• [Your assignment]
Copy out, exactly and with nothing else, the stretch of lines that starts at the line containing "Target: blurred background building" and finishes at the end of the data.

• [Task inputs]

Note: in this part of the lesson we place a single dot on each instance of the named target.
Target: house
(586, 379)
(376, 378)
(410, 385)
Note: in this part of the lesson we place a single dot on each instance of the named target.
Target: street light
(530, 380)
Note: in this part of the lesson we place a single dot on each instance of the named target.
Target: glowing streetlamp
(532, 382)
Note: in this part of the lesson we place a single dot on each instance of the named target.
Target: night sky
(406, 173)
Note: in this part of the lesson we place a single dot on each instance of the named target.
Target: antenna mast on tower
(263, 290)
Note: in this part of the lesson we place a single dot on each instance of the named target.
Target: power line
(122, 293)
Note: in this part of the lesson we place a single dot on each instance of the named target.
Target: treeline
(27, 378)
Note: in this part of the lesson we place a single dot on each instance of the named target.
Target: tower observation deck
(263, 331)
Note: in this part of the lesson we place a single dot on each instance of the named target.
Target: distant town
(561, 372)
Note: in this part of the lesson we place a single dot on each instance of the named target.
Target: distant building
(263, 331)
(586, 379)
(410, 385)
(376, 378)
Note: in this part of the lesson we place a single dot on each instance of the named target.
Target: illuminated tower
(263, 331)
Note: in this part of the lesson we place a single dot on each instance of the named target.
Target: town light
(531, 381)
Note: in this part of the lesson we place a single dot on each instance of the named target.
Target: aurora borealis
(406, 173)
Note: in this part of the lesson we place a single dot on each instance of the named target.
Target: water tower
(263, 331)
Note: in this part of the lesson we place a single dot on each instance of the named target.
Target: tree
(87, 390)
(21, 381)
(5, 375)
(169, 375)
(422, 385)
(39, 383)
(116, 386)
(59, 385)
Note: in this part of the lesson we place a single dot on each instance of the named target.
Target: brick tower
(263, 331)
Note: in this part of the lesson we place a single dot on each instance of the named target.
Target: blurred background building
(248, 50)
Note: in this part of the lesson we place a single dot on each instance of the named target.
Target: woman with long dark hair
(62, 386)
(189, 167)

• [Output of the task]
Target: blurred background building
(248, 50)
Note: in this part of the lesson we place a single dot on each instance of the named target.
Target: woman with long dark hair
(62, 386)
(189, 167)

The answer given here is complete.